#### Given problem 1:
Reproduce word for word the part of the Null Set Axiom passage that opens with the words containing "Description: The Null" and closes with "that (see zfnuleu 4158).".
#### Given problem 2:
Extend the passage on the Null Set Axiom, picking up right after its final sentence.

===== Excerpted passage =====

Theorem axnul 4159

Description: The Null Set Axiom of ZF set theory: there exists a set with no elements. Axiom of Empty Set of [Enderton] p. 18. In some textbooks, this is presented as a separate axiom; here we show it can be derived from Separation ax-sep 4152. This version of the Null Set Axiom tells us that at least one empty set exists, but does not tell us that it is unique - we need the Axiom of Extensionality to do that (see zfnuleu 4158).

This theorem should not be referenced by any proof. Instead, use ax-nul 4160 below so that the uses of the Null Set Axiom can be more easily identified. (Contributed by Jeff Hoffman, 3-Feb-2008.) (Revised by NM, 4-Feb-2008.) (New usage is discouraged.) (Proof modification is discouraged.)

===== Given entries =====

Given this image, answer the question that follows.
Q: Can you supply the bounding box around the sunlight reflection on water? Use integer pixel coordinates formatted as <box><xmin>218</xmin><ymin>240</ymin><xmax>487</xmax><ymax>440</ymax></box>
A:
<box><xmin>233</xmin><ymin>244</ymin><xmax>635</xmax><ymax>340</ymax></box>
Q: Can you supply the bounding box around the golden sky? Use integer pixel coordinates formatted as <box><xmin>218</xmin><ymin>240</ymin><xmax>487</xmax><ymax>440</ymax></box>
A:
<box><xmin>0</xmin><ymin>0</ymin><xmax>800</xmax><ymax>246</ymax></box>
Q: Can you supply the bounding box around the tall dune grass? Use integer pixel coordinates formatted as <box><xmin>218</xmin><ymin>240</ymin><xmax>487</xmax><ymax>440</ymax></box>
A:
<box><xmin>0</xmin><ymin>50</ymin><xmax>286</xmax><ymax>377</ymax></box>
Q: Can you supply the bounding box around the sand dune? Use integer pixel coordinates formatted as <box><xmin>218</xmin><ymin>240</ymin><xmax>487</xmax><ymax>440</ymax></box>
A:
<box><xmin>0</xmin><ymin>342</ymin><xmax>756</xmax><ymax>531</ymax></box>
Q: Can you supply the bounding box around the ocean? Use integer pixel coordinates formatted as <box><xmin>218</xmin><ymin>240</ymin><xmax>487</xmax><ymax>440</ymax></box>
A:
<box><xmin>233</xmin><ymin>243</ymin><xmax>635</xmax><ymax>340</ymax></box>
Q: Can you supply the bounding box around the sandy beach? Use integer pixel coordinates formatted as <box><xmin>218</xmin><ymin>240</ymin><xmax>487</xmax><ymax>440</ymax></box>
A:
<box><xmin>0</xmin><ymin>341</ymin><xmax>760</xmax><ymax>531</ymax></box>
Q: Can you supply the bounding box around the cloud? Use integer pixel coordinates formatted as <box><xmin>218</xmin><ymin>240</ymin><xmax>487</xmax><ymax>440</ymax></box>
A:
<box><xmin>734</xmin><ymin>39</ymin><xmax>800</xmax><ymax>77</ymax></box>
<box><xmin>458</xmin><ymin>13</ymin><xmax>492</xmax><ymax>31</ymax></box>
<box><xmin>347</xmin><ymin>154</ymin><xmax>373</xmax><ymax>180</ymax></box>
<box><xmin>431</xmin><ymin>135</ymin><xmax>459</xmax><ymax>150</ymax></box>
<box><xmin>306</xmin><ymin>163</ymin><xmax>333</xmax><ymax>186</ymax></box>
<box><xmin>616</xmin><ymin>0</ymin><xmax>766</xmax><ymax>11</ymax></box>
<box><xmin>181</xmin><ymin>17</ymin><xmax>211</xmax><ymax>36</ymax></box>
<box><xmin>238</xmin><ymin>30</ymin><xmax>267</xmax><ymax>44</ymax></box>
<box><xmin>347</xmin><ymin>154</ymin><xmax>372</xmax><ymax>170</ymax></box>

=====

#### Written reply 1:
Description: The Null Set Axiom of ZF set theory: there exists a set with no elements. Axiom of Empty Set of [Enderton] p. 18. In some textbooks, this is presented as a separate axiom; here we show it can be derived from Separation ax-sep 4152. This version of the Null Set Axiom tells us that at least one empty set exists, but does not tell us that it is unique - we need the Axiom of Extensionality to do that (see zfnuleu 4158).

#### Written reply 2:
Assertion

Ref	Expression
axnul	|- E. x A. y -. y e. x

Distinct variable group:   x, y

Proof of Theorem axnul

Dummy variable z is distinct from all other variables.

Step	Hyp	Ref	Expression
1		ax-sep 4152	. 2 |- E. x A. y ( y e. x <-> ( y e. z /\ ( y e. y /\ -. y e. y ) ) )
2		pm3.24 694	. . . . . 6 |- -. ( y e. y /\ -. y e. y )
3	2	intnan 930	. . . . 5 |- -. ( y e. z /\ ( y e. y /\ -. y e. y ) )
4		id 19	. . . . 5 |- ( ( y e. x <-> ( y e. z /\ ( y e. y /\ -. y e. y ) ) ) -> ( y e. x <-> ( y e. z /\ ( y e. y /\ -. y e. y ) ) ) )
5	3, 4	mtbiri 676	. . . 4 |- ( ( y e. x <-> ( y e. z /\ ( y e. y /\ -. y e. y ) ) ) -> -. y e. x )
6	5	alimi 1469	. . 3 |- ( A. y ( y e. x <-> ( y e. z /\ ( y e. y /\ -. y e. y ) ) ) -> A. y -. y e. x )
7	6	eximi 1614	. 2 |- ( E. x A. y ( y e. x <-> ( y e. z /\ ( y e. y /\ -. y e. y ) ) ) -> E. x A. y -. y e. x )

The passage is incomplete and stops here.